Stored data
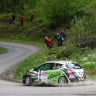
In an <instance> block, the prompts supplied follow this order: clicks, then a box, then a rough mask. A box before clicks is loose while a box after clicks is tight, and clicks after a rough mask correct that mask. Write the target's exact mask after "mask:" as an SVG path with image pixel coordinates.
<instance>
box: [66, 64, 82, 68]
mask: <svg viewBox="0 0 96 96" xmlns="http://www.w3.org/2000/svg"><path fill="white" fill-rule="evenodd" d="M66 67H67V68H69V69H82V67H81V66H80V65H79V64H77V63H71V64H66Z"/></svg>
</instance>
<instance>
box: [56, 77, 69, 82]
mask: <svg viewBox="0 0 96 96" xmlns="http://www.w3.org/2000/svg"><path fill="white" fill-rule="evenodd" d="M58 83H60V84H67V83H68V80H67V78H66V77H65V76H62V77H60V78H59V79H58Z"/></svg>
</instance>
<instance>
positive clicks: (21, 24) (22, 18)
mask: <svg viewBox="0 0 96 96" xmlns="http://www.w3.org/2000/svg"><path fill="white" fill-rule="evenodd" d="M20 22H21V26H23V24H24V16H23V15H21V16H20Z"/></svg>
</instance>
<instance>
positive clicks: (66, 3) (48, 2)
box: [36, 0, 90, 25]
mask: <svg viewBox="0 0 96 96" xmlns="http://www.w3.org/2000/svg"><path fill="white" fill-rule="evenodd" d="M89 2H90V0H40V1H38V3H37V5H36V13H37V15H38V16H39V17H38V19H39V20H41V21H43V22H47V23H51V22H54V23H56V24H58V25H59V24H60V23H62V22H63V23H64V22H66V19H70V18H72V17H74V15H77V14H81V13H82V12H83V11H84V10H83V9H84V7H85V6H86V5H87V4H88V3H89ZM69 21H70V20H69Z"/></svg>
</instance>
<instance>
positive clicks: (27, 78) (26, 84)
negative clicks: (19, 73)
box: [25, 76, 32, 86]
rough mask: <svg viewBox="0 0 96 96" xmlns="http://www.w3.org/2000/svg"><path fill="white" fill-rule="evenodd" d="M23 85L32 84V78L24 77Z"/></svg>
mask: <svg viewBox="0 0 96 96" xmlns="http://www.w3.org/2000/svg"><path fill="white" fill-rule="evenodd" d="M25 85H26V86H31V85H32V79H31V77H30V76H28V77H26V78H25Z"/></svg>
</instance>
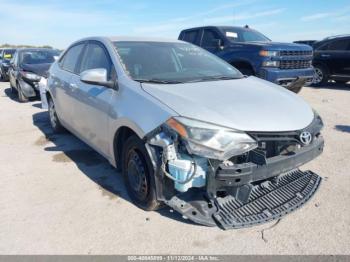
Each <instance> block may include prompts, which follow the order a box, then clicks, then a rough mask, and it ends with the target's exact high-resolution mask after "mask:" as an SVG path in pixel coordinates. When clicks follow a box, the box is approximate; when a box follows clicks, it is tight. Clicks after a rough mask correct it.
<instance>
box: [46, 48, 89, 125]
mask: <svg viewBox="0 0 350 262" xmlns="http://www.w3.org/2000/svg"><path fill="white" fill-rule="evenodd" d="M85 44H86V43H85V42H80V43H77V44H76V45H74V46H72V47H70V48H69V49H68V51H67V52H66V53H65V54H64V56H63V57H62V58H61V59H60V61H59V63H58V66H59V72H57V73H56V74H55V75H53V76H52V78H53V81H51V83H50V85H51V87H52V89H53V90H54V97H55V107H56V110H57V113H58V116H59V118H60V120H63V122H64V123H65V124H66V125H68V126H69V127H70V128H72V129H76V126H77V125H76V121H77V119H78V118H79V116H78V115H77V114H76V112H74V104H75V103H76V100H77V99H79V98H78V97H77V94H76V85H75V83H74V82H72V77H73V76H77V74H78V72H77V70H78V66H79V62H80V60H81V56H82V54H83V51H84V48H85Z"/></svg>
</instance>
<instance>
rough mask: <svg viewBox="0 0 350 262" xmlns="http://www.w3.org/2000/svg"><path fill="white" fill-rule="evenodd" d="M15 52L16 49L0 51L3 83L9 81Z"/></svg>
mask: <svg viewBox="0 0 350 262" xmlns="http://www.w3.org/2000/svg"><path fill="white" fill-rule="evenodd" d="M15 52H16V49H13V48H4V49H1V50H0V80H2V81H6V80H8V70H9V67H10V60H11V59H12V57H13V54H14V53H15Z"/></svg>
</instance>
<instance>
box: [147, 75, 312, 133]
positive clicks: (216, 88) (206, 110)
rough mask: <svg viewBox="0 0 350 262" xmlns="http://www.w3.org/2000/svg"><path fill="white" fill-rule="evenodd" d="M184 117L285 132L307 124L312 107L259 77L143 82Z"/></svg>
mask: <svg viewBox="0 0 350 262" xmlns="http://www.w3.org/2000/svg"><path fill="white" fill-rule="evenodd" d="M142 88H143V89H144V90H145V91H146V92H147V93H149V94H150V95H152V96H153V97H155V98H157V99H158V100H159V101H160V102H162V103H164V104H165V105H167V106H168V107H169V108H171V109H172V110H174V111H175V112H176V113H178V114H179V115H180V116H184V117H188V118H193V119H197V120H200V121H205V122H209V123H214V124H217V125H220V126H225V127H230V128H234V129H237V130H243V131H260V132H282V131H295V130H300V129H303V128H305V127H307V126H308V125H309V124H310V123H311V122H312V120H313V118H314V113H313V110H312V108H311V107H310V106H309V105H308V104H307V103H306V102H305V101H304V100H303V99H301V98H300V97H299V96H297V95H296V94H294V93H292V92H290V91H288V90H286V89H285V88H283V87H280V86H278V85H275V84H272V83H270V82H267V81H265V80H262V79H259V78H256V77H247V78H242V79H236V80H222V81H210V82H198V83H184V84H166V85H163V84H150V83H142Z"/></svg>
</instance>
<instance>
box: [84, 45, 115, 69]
mask: <svg viewBox="0 0 350 262" xmlns="http://www.w3.org/2000/svg"><path fill="white" fill-rule="evenodd" d="M96 68H104V69H106V70H107V72H108V76H110V73H111V68H112V63H111V59H110V57H109V56H108V54H107V51H106V50H105V49H104V48H103V47H102V46H101V45H100V44H97V43H90V44H88V46H87V48H86V51H85V54H84V58H83V61H82V63H81V67H80V70H79V72H83V71H86V70H89V69H96Z"/></svg>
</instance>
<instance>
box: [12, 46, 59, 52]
mask: <svg viewBox="0 0 350 262" xmlns="http://www.w3.org/2000/svg"><path fill="white" fill-rule="evenodd" d="M28 51H29V52H30V51H57V50H55V49H51V48H39V47H38V48H20V49H18V52H28Z"/></svg>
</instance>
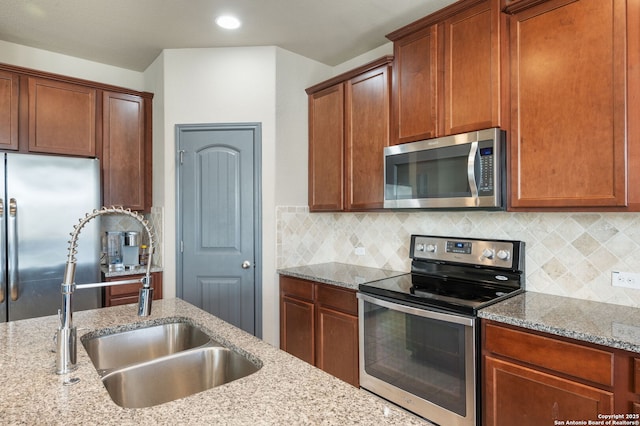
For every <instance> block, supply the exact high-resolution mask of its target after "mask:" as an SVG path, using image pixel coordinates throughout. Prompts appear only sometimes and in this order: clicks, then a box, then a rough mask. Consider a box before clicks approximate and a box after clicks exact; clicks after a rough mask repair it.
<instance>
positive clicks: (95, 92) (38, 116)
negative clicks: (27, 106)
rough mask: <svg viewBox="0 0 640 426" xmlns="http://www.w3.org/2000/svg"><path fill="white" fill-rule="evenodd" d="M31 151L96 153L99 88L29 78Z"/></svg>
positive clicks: (65, 152)
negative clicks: (97, 91) (96, 91)
mask: <svg viewBox="0 0 640 426" xmlns="http://www.w3.org/2000/svg"><path fill="white" fill-rule="evenodd" d="M29 151H30V152H42V153H50V154H68V155H77V156H83V157H95V156H96V89H93V88H91V87H86V86H81V85H76V84H69V83H63V82H59V81H54V80H47V79H44V78H36V77H30V78H29Z"/></svg>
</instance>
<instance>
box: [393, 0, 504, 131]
mask: <svg viewBox="0 0 640 426" xmlns="http://www.w3.org/2000/svg"><path fill="white" fill-rule="evenodd" d="M501 20H502V18H501V15H500V10H499V2H498V0H482V1H479V0H469V1H461V2H457V3H455V4H453V5H451V6H449V7H447V8H445V9H442V10H441V11H439V12H436V13H434V14H432V15H429V16H427V17H424V18H422V19H420V20H418V21H416V22H413V23H412V24H409V25H407V26H406V27H403V28H401V29H399V30H397V31H394V32H393V33H391V34H388V35H387V38H389V39H390V40H392V41H393V46H394V64H393V82H394V85H393V97H392V105H393V107H392V120H391V122H392V126H391V129H392V137H391V141H392V143H396V144H397V143H406V142H413V141H417V140H421V139H428V138H433V137H437V136H442V135H451V134H456V133H462V132H468V131H473V130H480V129H485V128H489V127H499V126H500V125H501V124H502V120H501V118H502V116H503V115H504V114H502V111H501V108H503V104H502V102H501V95H502V93H501V91H502V90H503V89H502V86H501V84H500V82H501V78H500V77H501V73H502V67H503V63H504V62H503V60H502V58H501V55H502V54H503V52H504V50H505V49H504V47H503V44H504V42H505V40H506V39H505V38H504V37H503V36H502V29H503V26H502V25H501Z"/></svg>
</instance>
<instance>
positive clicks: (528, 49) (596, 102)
mask: <svg viewBox="0 0 640 426" xmlns="http://www.w3.org/2000/svg"><path fill="white" fill-rule="evenodd" d="M533 3H534V4H537V6H534V7H531V8H528V9H526V10H523V11H519V12H517V13H516V14H515V15H513V16H512V17H511V18H510V21H511V22H510V31H511V33H510V37H511V40H510V46H511V47H510V49H511V52H510V55H511V93H512V98H511V108H512V111H511V123H512V126H511V134H510V151H511V154H510V156H511V158H510V161H511V166H510V168H511V170H510V176H511V200H510V201H511V203H510V206H511V207H513V208H528V207H529V208H530V207H601V206H624V205H625V204H626V202H627V192H626V191H627V187H626V169H627V167H626V164H625V150H626V135H625V122H626V117H625V115H626V110H625V96H626V95H625V76H626V65H625V64H626V62H625V55H626V39H627V37H626V21H625V1H624V0H579V1H568V0H551V1H548V2H544V3H542V4H539V2H533Z"/></svg>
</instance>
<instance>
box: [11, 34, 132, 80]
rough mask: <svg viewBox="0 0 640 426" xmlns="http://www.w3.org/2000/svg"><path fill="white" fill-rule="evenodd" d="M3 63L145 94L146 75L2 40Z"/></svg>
mask: <svg viewBox="0 0 640 426" xmlns="http://www.w3.org/2000/svg"><path fill="white" fill-rule="evenodd" d="M0 62H1V63H4V64H9V65H15V66H19V67H24V68H32V69H35V70H39V71H46V72H50V73H55V74H62V75H66V76H70V77H76V78H81V79H85V80H90V81H96V82H99V83H105V84H111V85H114V86H120V87H125V88H127V89H132V90H137V91H143V90H144V77H143V73H141V72H138V71H131V70H127V69H124V68H118V67H114V66H111V65H105V64H101V63H98V62H91V61H87V60H85V59H79V58H74V57H73V56H67V55H61V54H59V53H54V52H49V51H46V50H41V49H34V48H32V47H27V46H22V45H19V44H15V43H9V42H6V41H2V40H0Z"/></svg>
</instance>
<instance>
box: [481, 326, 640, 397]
mask: <svg viewBox="0 0 640 426" xmlns="http://www.w3.org/2000/svg"><path fill="white" fill-rule="evenodd" d="M484 330H485V348H486V349H487V350H488V351H490V352H492V353H494V354H497V355H502V356H505V357H509V358H512V359H516V360H518V361H520V362H522V363H526V364H532V365H535V366H538V367H542V368H546V369H549V370H553V371H556V372H559V373H563V374H567V375H570V376H573V377H576V378H580V379H583V380H588V381H590V382H594V383H598V384H601V385H604V386H613V353H611V352H607V351H603V350H599V349H595V348H591V347H588V346H582V345H578V344H574V343H569V342H565V341H562V340H558V339H555V338H551V337H545V336H540V335H537V334H531V333H528V332H524V331H518V330H513V329H510V328H505V327H501V326H497V325H494V324H486V325H485V328H484ZM636 371H637V370H636Z"/></svg>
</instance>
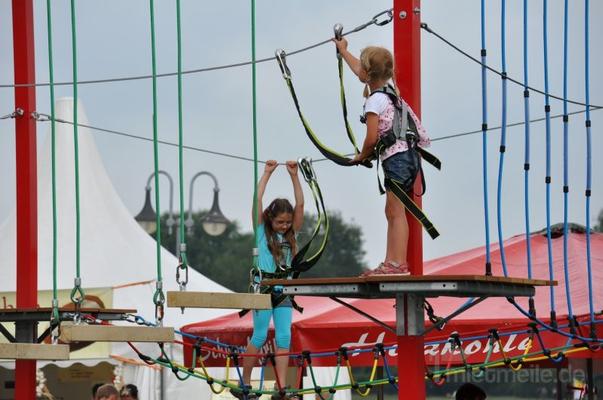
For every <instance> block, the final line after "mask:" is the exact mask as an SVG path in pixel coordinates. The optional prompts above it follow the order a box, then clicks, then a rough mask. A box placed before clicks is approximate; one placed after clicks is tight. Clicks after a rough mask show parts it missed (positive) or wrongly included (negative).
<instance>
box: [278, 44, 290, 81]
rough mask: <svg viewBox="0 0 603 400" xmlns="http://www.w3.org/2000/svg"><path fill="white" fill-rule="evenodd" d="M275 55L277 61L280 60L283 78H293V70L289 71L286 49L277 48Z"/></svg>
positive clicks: (288, 79) (279, 65)
mask: <svg viewBox="0 0 603 400" xmlns="http://www.w3.org/2000/svg"><path fill="white" fill-rule="evenodd" d="M274 56H275V57H276V61H277V62H278V66H279V67H280V69H281V72H282V73H283V78H285V79H287V80H289V79H291V71H289V67H287V53H285V50H283V49H276V51H275V52H274Z"/></svg>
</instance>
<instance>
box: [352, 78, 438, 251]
mask: <svg viewBox="0 0 603 400" xmlns="http://www.w3.org/2000/svg"><path fill="white" fill-rule="evenodd" d="M375 93H384V94H386V95H387V96H388V97H389V99H390V100H391V102H392V104H393V105H394V120H393V121H392V122H393V123H392V128H391V129H390V130H388V131H387V132H386V133H385V135H383V136H382V137H381V138H380V139H379V141H378V142H377V144H376V145H375V151H374V155H373V156H374V157H375V158H376V159H378V158H379V155H380V154H381V153H382V152H383V151H385V149H387V148H388V147H390V146H392V145H393V144H395V143H396V142H397V141H398V140H404V141H406V143H407V145H408V150H407V151H411V152H416V153H417V156H419V157H421V158H422V159H424V160H425V161H427V162H428V163H429V164H431V165H432V166H434V167H435V168H437V169H438V170H439V169H441V167H442V164H441V162H440V160H439V159H438V158H437V157H436V156H434V155H433V154H431V153H430V152H428V151H427V150H425V149H422V148H421V147H419V146H418V136H419V135H418V127H417V121H415V120H414V118H412V114H411V118H409V114H410V113H409V110H410V107H409V106H408V104H407V103H406V102H405V101H404V100H403V99H401V98H400V97H399V96H398V94H397V93H396V91H395V89H394V88H393V87H392V86H391V85H387V86H385V87H383V88H382V89H379V90H376V91H374V92H372V93H371V96H372V95H373V94H375ZM361 122H362V120H361ZM420 165H421V164H420V162H419V169H418V172H417V173H418V174H420V175H421V182H422V193H421V194H420V195H423V193H424V192H425V177H424V174H423V171H422V169H421V167H420ZM413 181H414V179H413ZM377 182H378V185H379V193H381V194H384V193H385V190H384V188H383V184H382V183H381V179H380V178H379V164H377ZM384 184H385V186H386V187H388V188H389V189H390V190H391V191H392V193H393V194H394V195H395V196H396V197H397V198H398V200H400V201H401V202H402V204H403V205H404V207H405V208H406V209H407V210H408V211H409V212H410V213H411V214H412V215H413V217H415V218H416V219H417V221H419V222H420V223H421V225H422V226H423V227H424V228H425V230H426V231H427V233H428V234H429V236H430V237H431V238H432V239H435V238H437V237H438V236H440V233H439V232H438V230H437V229H436V228H435V227H434V226H433V224H432V222H431V221H430V220H429V218H427V216H426V215H425V213H424V212H423V210H421V208H420V207H419V206H418V205H417V204H416V203H415V202H414V201H413V200H412V198H411V197H410V196H409V195H408V193H407V188H405V187H404V185H403V183H402V182H400V181H398V180H395V179H392V178H389V177H387V176H385V179H384Z"/></svg>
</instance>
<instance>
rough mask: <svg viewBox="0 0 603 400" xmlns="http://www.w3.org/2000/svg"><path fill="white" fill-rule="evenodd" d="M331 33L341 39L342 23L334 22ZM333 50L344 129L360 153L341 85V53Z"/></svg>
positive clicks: (357, 150) (342, 59)
mask: <svg viewBox="0 0 603 400" xmlns="http://www.w3.org/2000/svg"><path fill="white" fill-rule="evenodd" d="M333 33H334V35H335V40H341V38H343V25H342V24H335V25H334V26H333ZM335 51H336V52H337V71H338V75H339V98H340V99H341V110H342V112H343V121H344V124H345V130H346V132H347V134H348V139H350V142H351V143H352V146H354V152H355V153H356V154H358V153H360V150H358V145H357V144H356V136H354V132H353V131H352V127H351V126H350V123H349V121H348V105H347V102H346V100H345V88H344V86H343V58H342V57H341V53H339V49H337V48H335Z"/></svg>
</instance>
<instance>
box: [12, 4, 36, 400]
mask: <svg viewBox="0 0 603 400" xmlns="http://www.w3.org/2000/svg"><path fill="white" fill-rule="evenodd" d="M12 11H13V47H14V50H13V51H14V53H13V55H14V68H15V84H17V85H18V84H23V83H35V81H36V76H35V59H34V20H33V0H13V2H12ZM15 108H21V109H22V110H23V112H24V113H23V115H22V116H20V117H17V118H15V134H16V164H17V169H16V172H17V177H16V186H17V190H16V192H17V203H16V204H17V221H18V222H19V223H18V224H17V265H16V268H17V307H36V306H37V302H38V215H37V212H38V208H37V207H38V204H37V197H38V187H37V184H38V182H37V173H36V162H37V160H36V123H35V121H34V120H33V119H32V118H31V113H32V112H33V111H35V109H36V88H35V86H22V87H15ZM32 329H35V328H32ZM15 380H16V386H15V398H17V399H24V400H34V399H35V398H36V362H35V361H17V362H16V371H15Z"/></svg>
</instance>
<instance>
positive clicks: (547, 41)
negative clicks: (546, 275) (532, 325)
mask: <svg viewBox="0 0 603 400" xmlns="http://www.w3.org/2000/svg"><path fill="white" fill-rule="evenodd" d="M547 14H548V1H547V0H543V1H542V27H543V34H542V38H543V47H544V49H543V50H544V113H545V114H544V115H545V131H546V135H545V136H546V177H545V187H546V242H547V252H548V265H549V280H551V281H554V280H555V272H554V269H553V241H552V238H551V105H550V103H549V100H550V99H549V54H548V16H547ZM549 294H550V301H551V317H552V318H551V319H553V317H554V316H555V286H553V285H550V286H549ZM553 324H555V322H553Z"/></svg>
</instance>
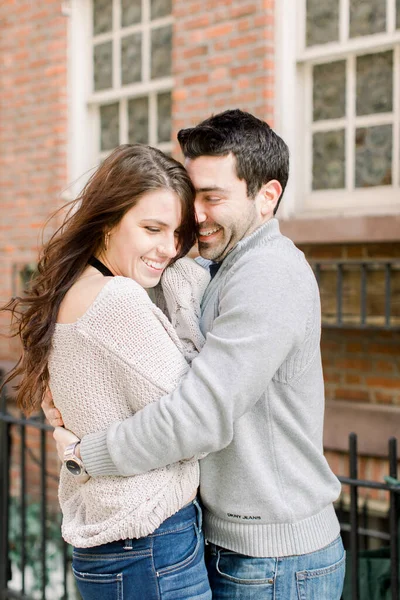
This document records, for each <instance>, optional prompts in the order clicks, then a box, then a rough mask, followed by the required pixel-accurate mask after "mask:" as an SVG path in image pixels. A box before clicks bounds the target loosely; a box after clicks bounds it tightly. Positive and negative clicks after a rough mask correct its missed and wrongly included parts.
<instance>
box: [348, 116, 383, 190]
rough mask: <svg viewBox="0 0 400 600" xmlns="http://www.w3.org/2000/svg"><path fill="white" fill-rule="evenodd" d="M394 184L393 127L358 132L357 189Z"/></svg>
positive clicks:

§ PROBLEM: Identify every line in the items that contains the word "above" and copy each of those lines in full.

§ ANSWER FOR THE TASK:
For every <instance> block, the final line after "mask:" is the exact mask as an SVG path in pixel coordinates. The optional prompts above it follow the order a box, then clicks, then a rough mask. A box placed before clicks is approximate; one placed after clicks is tight. Clicks after a rough mask show parts it missed (positive) or wrongly included (negative).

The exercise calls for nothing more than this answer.